• _WORK TASK_
Write the next part of the announcement below about the Fondazione Giorgio Cini's 2025 programme of activities, picking up after its last sentence.

• _DOCUMENT PASSAGE_
◆ ◆ ◆ ◆ ◆ ◆ ◆

Fondazione Giorgio Cini’s 2025 programme of activities approved

More than ninety events and two main thematic focus points around which all the Foundation’s Institutes and Research Centres will work in synergy: an international and interdisciplinary symposium on ‘Democracy and Pandemics’ and a programme of events on Giacomo Casanova marking the 300th anniversary of his birth.

 

The General Council of the Fondazione Giorgio Cini has approved the programme of activities for 2025, which embraces and reflects the spirit of institutional renewal expressed by President Gianfelice Rocca, while implementing the multi-year interdisciplinary working guidelines laid out by Scientific Director Daniele Franco.

The programme features over ninety events that will showcase the seven Institutes and three Research Centres operating within the Foundation. Thirty-two seminars and conferences, twenty-seven educational events and workshops, eight exhibitions, six hosted events, thirty-two concerts as well as a number of publications will fill the Foundation’s annual event calendar.

◆ ◆ ◆ ◆ ◆ ◆ ◆

• _PROVIDED MATERIAL_
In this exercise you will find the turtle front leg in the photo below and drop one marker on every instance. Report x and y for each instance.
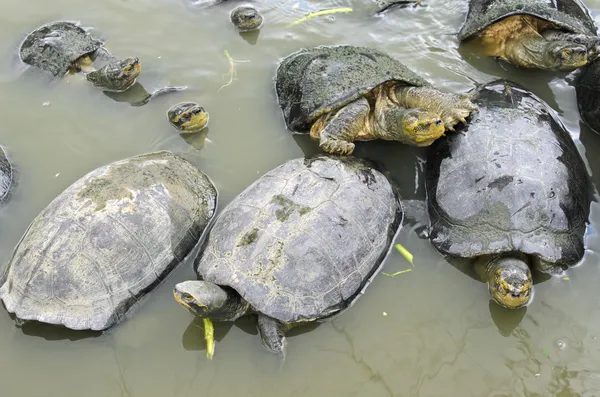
(272, 334)
(337, 131)
(453, 108)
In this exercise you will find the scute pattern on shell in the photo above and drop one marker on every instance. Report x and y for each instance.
(107, 240)
(305, 239)
(55, 46)
(314, 81)
(512, 181)
(571, 15)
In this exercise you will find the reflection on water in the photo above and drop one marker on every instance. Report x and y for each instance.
(429, 332)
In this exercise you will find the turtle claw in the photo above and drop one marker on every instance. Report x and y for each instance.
(337, 146)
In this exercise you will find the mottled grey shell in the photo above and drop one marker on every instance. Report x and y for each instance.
(7, 176)
(108, 240)
(513, 180)
(315, 81)
(55, 46)
(304, 240)
(571, 15)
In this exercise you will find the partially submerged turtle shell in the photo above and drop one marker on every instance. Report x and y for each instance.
(570, 15)
(304, 241)
(108, 240)
(55, 46)
(512, 181)
(315, 81)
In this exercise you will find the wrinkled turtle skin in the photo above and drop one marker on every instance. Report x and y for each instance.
(513, 181)
(54, 47)
(570, 15)
(7, 176)
(587, 88)
(315, 81)
(108, 240)
(300, 244)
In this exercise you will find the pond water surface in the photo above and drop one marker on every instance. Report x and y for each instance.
(429, 332)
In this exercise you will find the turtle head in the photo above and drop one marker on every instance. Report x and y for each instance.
(246, 18)
(510, 282)
(412, 126)
(116, 76)
(188, 117)
(565, 55)
(208, 300)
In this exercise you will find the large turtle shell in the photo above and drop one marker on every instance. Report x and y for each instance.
(55, 46)
(315, 81)
(108, 240)
(587, 87)
(512, 181)
(570, 15)
(303, 241)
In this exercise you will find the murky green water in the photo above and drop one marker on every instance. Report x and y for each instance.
(430, 332)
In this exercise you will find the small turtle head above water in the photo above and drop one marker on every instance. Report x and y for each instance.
(116, 76)
(208, 300)
(510, 282)
(246, 18)
(188, 117)
(565, 55)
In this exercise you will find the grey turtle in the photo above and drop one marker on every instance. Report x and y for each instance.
(107, 241)
(301, 244)
(246, 18)
(7, 176)
(346, 93)
(587, 88)
(511, 194)
(65, 47)
(550, 35)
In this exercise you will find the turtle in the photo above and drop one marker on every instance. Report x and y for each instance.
(188, 117)
(346, 93)
(300, 245)
(587, 89)
(63, 47)
(511, 194)
(557, 35)
(107, 241)
(246, 18)
(7, 176)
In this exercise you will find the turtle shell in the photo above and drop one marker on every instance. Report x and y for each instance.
(6, 176)
(303, 241)
(570, 15)
(108, 240)
(55, 46)
(512, 181)
(587, 88)
(315, 81)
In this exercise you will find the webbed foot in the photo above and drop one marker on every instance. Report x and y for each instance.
(272, 334)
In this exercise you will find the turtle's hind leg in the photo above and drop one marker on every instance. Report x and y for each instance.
(453, 108)
(272, 334)
(337, 131)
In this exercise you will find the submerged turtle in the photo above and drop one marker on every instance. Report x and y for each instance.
(551, 35)
(246, 18)
(108, 240)
(62, 47)
(346, 93)
(7, 176)
(188, 117)
(65, 47)
(512, 193)
(587, 88)
(300, 244)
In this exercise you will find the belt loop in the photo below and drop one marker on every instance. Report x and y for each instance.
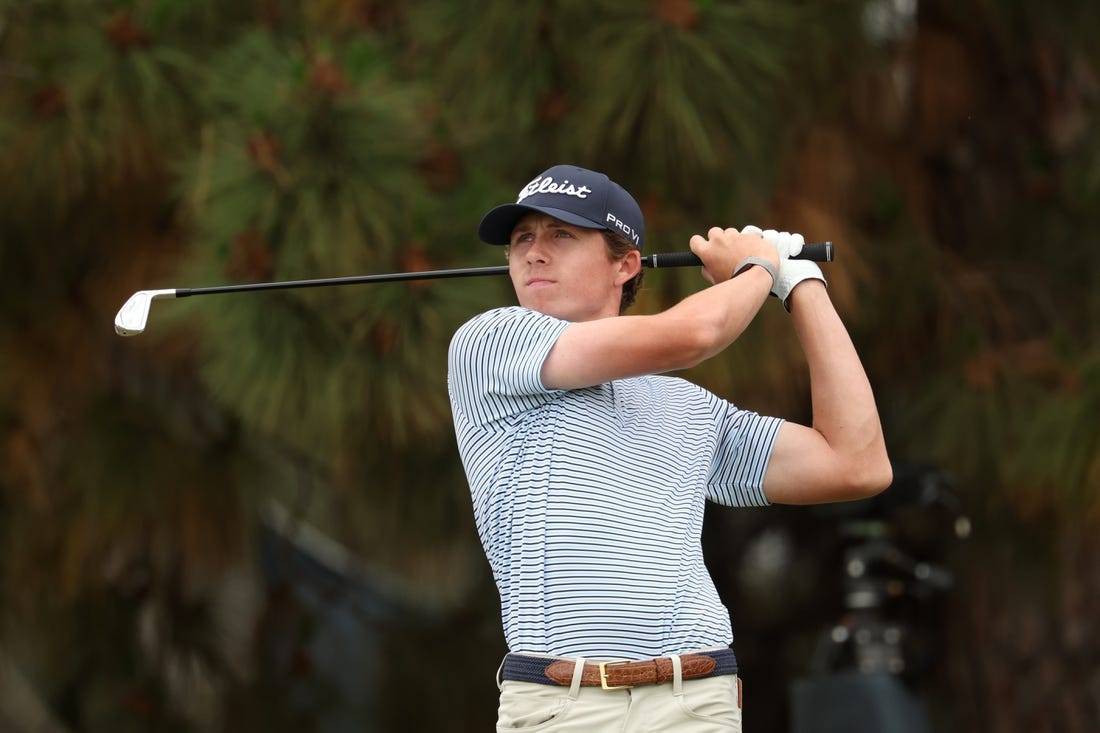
(678, 675)
(574, 687)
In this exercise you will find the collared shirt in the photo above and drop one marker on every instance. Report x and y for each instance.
(590, 502)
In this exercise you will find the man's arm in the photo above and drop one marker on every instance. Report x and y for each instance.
(696, 328)
(843, 457)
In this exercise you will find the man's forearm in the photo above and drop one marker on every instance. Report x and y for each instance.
(844, 409)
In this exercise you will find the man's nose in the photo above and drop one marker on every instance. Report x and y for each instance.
(539, 250)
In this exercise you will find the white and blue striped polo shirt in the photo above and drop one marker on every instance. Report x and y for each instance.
(590, 502)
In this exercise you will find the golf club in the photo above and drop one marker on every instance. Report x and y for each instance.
(133, 315)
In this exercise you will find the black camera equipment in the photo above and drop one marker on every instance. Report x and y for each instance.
(867, 667)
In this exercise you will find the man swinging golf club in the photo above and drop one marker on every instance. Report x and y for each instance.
(589, 472)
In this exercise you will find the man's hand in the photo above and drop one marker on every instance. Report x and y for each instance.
(791, 272)
(724, 250)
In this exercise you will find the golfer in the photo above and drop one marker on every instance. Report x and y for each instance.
(589, 470)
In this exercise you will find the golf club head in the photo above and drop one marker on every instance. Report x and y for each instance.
(133, 315)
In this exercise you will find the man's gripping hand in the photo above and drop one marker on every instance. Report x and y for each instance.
(791, 272)
(723, 251)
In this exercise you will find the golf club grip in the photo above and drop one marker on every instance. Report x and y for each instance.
(814, 252)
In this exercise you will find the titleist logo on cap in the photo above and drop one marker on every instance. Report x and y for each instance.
(548, 186)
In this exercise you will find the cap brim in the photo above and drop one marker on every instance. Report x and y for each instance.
(496, 226)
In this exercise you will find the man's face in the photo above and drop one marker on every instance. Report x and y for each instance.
(564, 271)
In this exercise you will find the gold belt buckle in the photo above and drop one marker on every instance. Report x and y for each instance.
(603, 676)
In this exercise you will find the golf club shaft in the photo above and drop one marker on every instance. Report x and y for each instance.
(816, 252)
(133, 315)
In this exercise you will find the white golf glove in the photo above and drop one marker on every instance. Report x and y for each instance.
(791, 272)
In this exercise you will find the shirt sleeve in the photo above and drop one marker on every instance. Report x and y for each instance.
(495, 363)
(744, 449)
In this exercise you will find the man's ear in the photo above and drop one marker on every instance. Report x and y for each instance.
(629, 265)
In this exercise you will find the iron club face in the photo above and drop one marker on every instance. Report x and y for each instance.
(133, 315)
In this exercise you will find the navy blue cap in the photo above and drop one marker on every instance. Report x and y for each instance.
(573, 195)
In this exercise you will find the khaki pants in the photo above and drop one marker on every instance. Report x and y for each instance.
(699, 706)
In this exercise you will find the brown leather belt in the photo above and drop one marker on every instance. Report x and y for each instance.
(617, 675)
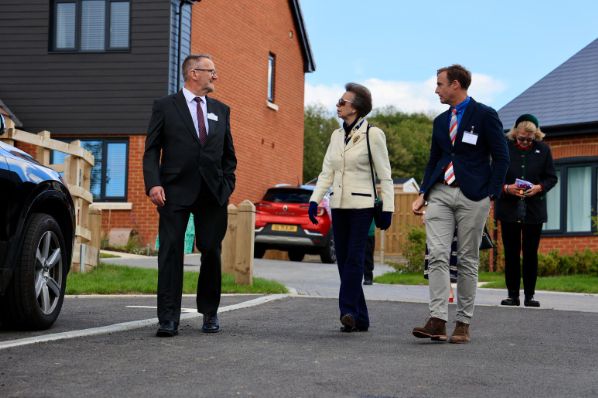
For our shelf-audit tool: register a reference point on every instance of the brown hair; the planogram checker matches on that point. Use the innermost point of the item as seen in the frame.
(190, 62)
(363, 98)
(458, 73)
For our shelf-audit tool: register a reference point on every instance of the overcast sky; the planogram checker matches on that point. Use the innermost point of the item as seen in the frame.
(394, 46)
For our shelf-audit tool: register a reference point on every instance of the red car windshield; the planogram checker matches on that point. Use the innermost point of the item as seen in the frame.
(287, 195)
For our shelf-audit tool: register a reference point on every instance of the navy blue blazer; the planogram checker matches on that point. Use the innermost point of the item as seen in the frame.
(480, 169)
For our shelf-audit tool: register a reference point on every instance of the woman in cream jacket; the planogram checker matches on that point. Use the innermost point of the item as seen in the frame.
(346, 171)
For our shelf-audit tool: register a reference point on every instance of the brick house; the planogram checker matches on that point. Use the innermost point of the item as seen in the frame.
(566, 103)
(90, 70)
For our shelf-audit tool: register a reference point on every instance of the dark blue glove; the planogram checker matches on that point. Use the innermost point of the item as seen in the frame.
(313, 212)
(385, 220)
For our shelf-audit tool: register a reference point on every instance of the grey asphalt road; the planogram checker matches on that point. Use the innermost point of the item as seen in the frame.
(292, 347)
(315, 279)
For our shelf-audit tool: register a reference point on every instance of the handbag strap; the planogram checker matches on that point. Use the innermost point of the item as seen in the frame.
(367, 137)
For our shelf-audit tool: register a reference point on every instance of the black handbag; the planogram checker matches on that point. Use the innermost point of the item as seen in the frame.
(377, 200)
(486, 242)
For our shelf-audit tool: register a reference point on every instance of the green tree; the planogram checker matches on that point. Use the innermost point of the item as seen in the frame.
(408, 138)
(319, 125)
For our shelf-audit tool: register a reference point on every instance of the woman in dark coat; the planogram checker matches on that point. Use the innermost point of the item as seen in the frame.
(521, 208)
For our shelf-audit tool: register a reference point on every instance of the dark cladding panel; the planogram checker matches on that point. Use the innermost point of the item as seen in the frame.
(82, 93)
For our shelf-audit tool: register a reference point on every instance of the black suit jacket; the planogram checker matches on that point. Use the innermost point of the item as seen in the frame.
(479, 169)
(537, 167)
(175, 159)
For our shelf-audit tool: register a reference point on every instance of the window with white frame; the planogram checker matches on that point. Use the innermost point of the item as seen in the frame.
(271, 76)
(90, 25)
(573, 202)
(109, 172)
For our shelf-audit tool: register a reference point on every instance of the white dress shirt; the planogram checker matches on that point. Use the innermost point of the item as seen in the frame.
(192, 105)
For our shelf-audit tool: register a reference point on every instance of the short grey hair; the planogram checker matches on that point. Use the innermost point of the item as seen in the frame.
(191, 61)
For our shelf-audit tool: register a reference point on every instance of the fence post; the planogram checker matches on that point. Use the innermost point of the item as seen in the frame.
(42, 154)
(229, 243)
(244, 245)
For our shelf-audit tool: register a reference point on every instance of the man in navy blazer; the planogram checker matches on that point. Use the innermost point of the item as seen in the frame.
(189, 167)
(468, 162)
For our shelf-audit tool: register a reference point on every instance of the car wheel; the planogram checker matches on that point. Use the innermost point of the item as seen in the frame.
(328, 253)
(259, 251)
(35, 296)
(296, 255)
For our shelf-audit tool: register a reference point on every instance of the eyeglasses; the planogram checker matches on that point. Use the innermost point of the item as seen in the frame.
(342, 102)
(525, 139)
(212, 71)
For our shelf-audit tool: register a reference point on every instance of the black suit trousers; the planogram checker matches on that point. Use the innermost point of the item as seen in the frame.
(519, 238)
(210, 219)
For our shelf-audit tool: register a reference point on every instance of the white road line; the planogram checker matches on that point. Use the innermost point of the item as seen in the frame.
(121, 327)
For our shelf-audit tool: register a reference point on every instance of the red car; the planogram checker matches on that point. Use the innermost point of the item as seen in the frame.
(282, 223)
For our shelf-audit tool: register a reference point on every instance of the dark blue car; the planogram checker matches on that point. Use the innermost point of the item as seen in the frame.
(37, 227)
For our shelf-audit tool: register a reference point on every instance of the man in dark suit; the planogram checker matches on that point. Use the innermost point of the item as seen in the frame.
(468, 162)
(189, 167)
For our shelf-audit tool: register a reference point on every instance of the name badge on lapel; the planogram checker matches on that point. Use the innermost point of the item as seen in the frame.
(469, 137)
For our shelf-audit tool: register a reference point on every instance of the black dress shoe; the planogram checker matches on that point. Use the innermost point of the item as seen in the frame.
(168, 329)
(511, 301)
(347, 329)
(348, 321)
(210, 324)
(530, 302)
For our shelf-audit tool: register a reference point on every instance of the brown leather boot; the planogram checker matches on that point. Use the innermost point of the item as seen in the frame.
(434, 329)
(460, 334)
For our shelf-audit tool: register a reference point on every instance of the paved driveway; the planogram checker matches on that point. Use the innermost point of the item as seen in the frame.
(290, 346)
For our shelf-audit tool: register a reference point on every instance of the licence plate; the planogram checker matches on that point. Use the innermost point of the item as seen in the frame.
(284, 228)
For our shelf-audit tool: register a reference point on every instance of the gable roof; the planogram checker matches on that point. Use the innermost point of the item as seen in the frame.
(566, 96)
(5, 110)
(309, 64)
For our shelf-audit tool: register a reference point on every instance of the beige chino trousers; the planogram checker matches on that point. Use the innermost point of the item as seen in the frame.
(447, 208)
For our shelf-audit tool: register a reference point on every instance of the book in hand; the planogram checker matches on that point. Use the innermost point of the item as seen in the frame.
(523, 184)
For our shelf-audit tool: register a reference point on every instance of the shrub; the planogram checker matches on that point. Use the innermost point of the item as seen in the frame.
(415, 250)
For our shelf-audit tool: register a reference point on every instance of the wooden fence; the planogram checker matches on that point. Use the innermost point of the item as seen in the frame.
(77, 176)
(390, 243)
(237, 246)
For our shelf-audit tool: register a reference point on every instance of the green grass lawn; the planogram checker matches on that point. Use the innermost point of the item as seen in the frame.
(116, 279)
(108, 255)
(570, 283)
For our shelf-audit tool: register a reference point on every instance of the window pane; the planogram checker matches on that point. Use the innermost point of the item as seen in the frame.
(116, 170)
(119, 24)
(579, 207)
(65, 25)
(93, 24)
(271, 65)
(57, 157)
(95, 147)
(553, 204)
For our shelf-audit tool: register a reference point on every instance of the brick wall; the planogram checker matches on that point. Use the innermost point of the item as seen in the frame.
(568, 147)
(268, 143)
(143, 217)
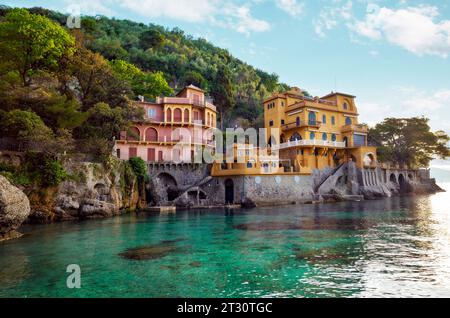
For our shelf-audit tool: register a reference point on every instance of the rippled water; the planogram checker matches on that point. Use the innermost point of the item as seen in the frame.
(391, 247)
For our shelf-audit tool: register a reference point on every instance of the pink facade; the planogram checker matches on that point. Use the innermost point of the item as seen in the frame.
(173, 128)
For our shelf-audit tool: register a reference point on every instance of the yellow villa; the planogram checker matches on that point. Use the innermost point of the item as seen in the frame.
(309, 133)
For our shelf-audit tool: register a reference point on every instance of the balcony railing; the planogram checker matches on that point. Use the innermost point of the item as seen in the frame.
(357, 128)
(313, 142)
(310, 123)
(206, 102)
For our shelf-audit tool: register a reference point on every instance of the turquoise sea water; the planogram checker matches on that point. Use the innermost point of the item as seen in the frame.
(392, 247)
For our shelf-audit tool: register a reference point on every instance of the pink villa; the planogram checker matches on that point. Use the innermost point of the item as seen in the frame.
(167, 131)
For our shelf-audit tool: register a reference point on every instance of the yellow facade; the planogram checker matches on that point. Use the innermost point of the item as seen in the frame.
(314, 133)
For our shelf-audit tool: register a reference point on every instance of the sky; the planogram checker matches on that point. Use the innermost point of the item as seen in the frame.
(393, 55)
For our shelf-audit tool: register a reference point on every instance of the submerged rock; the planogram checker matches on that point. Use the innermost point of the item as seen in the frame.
(14, 209)
(149, 252)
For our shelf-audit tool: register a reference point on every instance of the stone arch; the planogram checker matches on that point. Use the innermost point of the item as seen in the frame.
(177, 115)
(151, 134)
(134, 134)
(393, 178)
(167, 186)
(369, 159)
(229, 191)
(102, 192)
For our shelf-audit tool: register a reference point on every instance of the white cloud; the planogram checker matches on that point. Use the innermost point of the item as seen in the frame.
(240, 19)
(190, 11)
(415, 29)
(330, 17)
(291, 7)
(225, 14)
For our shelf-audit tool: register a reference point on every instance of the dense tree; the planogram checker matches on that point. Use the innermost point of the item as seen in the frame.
(151, 39)
(222, 92)
(147, 84)
(30, 43)
(409, 141)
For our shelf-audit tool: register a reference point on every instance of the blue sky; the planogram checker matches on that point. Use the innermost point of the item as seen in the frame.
(393, 55)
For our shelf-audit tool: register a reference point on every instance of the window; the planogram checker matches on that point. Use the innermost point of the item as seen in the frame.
(312, 118)
(359, 140)
(151, 113)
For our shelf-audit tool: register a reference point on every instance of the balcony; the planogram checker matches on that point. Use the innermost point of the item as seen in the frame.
(315, 124)
(206, 102)
(314, 142)
(355, 128)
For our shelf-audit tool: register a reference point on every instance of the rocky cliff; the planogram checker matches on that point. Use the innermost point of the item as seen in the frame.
(14, 209)
(92, 191)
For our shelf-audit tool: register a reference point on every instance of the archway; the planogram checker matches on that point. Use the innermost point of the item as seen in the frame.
(393, 178)
(134, 134)
(402, 183)
(177, 115)
(167, 187)
(151, 134)
(229, 191)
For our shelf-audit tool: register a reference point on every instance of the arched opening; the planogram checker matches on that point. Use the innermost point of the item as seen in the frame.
(168, 187)
(102, 192)
(368, 159)
(312, 118)
(177, 115)
(151, 134)
(229, 191)
(295, 136)
(393, 178)
(134, 134)
(402, 183)
(345, 142)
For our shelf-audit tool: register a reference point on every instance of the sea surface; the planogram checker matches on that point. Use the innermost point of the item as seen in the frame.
(392, 247)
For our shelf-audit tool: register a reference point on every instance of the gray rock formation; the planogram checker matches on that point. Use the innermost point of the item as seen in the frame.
(14, 209)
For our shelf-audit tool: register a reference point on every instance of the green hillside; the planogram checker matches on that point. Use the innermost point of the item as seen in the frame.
(237, 88)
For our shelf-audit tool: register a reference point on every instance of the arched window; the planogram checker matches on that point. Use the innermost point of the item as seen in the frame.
(134, 134)
(177, 115)
(295, 136)
(312, 118)
(151, 134)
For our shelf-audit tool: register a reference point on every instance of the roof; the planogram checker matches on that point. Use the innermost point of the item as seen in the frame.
(191, 87)
(337, 93)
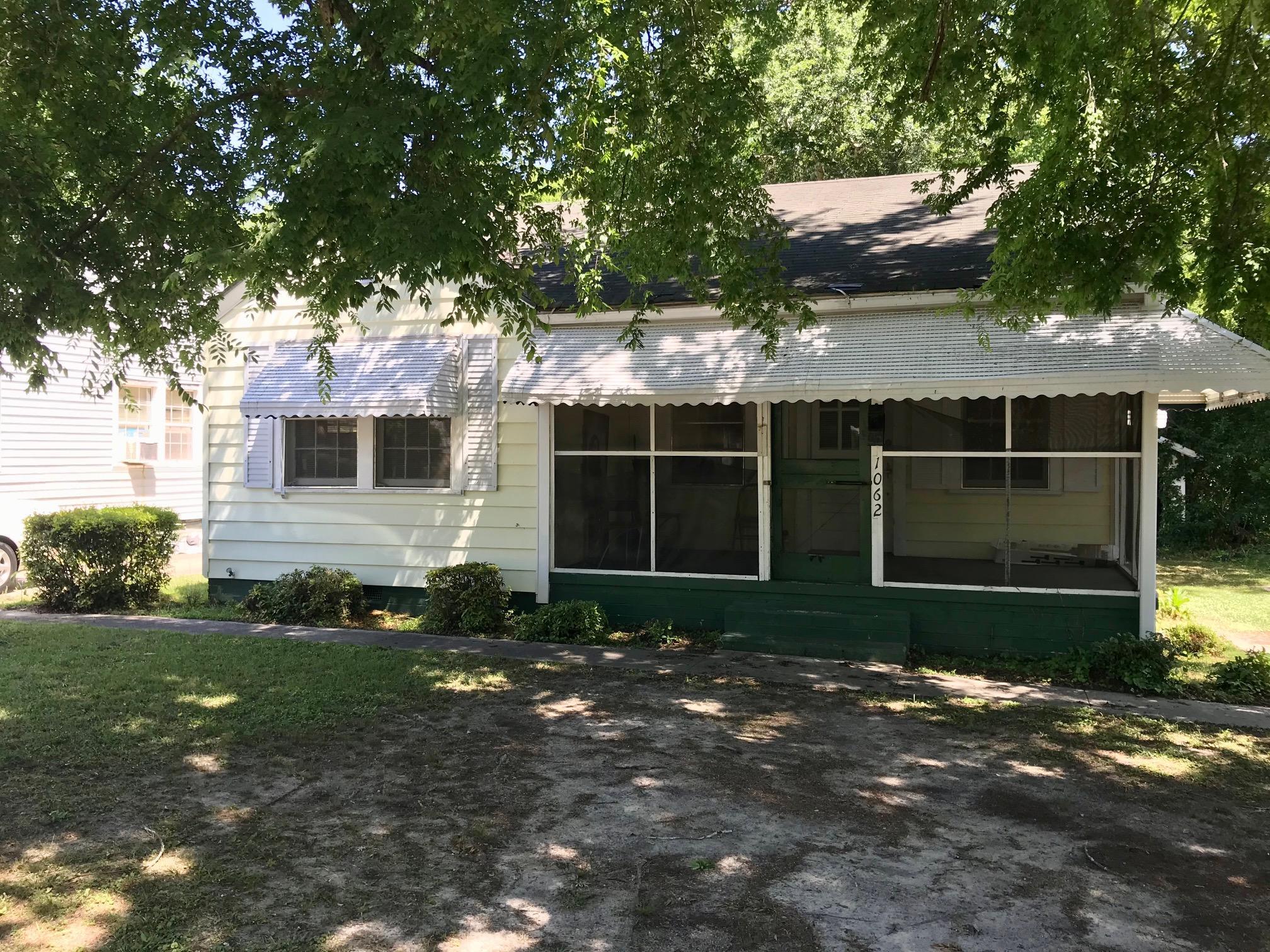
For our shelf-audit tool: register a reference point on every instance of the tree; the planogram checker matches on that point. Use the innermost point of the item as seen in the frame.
(154, 151)
(151, 152)
(1148, 120)
(1227, 499)
(822, 117)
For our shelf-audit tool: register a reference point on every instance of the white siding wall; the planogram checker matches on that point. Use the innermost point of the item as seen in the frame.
(59, 450)
(386, 538)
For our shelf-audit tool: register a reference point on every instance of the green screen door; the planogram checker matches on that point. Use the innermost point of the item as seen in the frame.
(818, 492)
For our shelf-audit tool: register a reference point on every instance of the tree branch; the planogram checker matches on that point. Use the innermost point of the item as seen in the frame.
(352, 21)
(157, 149)
(945, 12)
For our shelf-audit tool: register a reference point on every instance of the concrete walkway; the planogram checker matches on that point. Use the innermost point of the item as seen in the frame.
(776, 669)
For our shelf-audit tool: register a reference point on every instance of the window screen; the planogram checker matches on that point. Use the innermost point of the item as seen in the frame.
(412, 451)
(602, 513)
(601, 429)
(1101, 423)
(321, 452)
(953, 424)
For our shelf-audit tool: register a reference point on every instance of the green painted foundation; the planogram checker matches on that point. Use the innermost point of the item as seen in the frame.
(857, 621)
(850, 621)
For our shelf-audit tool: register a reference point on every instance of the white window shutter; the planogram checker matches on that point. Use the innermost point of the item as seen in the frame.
(481, 377)
(257, 433)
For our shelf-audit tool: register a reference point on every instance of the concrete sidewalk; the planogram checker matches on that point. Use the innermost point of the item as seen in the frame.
(776, 669)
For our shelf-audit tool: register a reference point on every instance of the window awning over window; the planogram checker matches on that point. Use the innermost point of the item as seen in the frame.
(374, 377)
(892, 356)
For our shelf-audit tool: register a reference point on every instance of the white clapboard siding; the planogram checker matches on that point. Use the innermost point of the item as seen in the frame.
(385, 537)
(59, 448)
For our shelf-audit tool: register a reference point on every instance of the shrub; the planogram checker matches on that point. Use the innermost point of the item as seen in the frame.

◆ ◆ ◆ ◆ ◆ ◆ ◆

• _ANSWER SPACE_
The programming includes two themes that will foresee the participation of all the Institutes, with the aim of integrating methods, research, materials and a diverse range of imaginaries. The first thematic focus is ‘Democracy and Pandemics’, which will be the topic of an international symposium from 13 to 16 November, with the presence of experts and scholars from all around the world. The second focus explores Giacomo Casanova and eighteenth-century Venice, a theme with which the Foundation will participate in the celebrations for the 300th anniversary of the birth of this iconic and restless figure of the Serenissima. The journey will culminate in an exhibition project that will be open to the public from October 2025 to February 2026.

Gianfelice Rocca, president of the Fondazione Giorgio Cini, explains the vision that accompanies the activity programme as follows: “We are living through a historical moment of profound change, characterised by heightened geopolitical and social fragmentation, with new protagonists and communities bearing divergent values and often polarised worldviews. At the same time, scientific and technological knowledge is advancing rapidly, profoundly affecting all of humanity.”

 

“We must refer to these challenges when interpreting the future role of the Fondazione Giorgio Cini,” the President added, “while maintaining the strong appeal to humanistic thought on which our civilisation is founded and which the Foundation is committed to preserving, fostering an open and constructive cultural dialogue that facilitates international relations. Of vital importance is the Foundation’s link with Venice, with its millennial history, as a constitutive element of our mission.”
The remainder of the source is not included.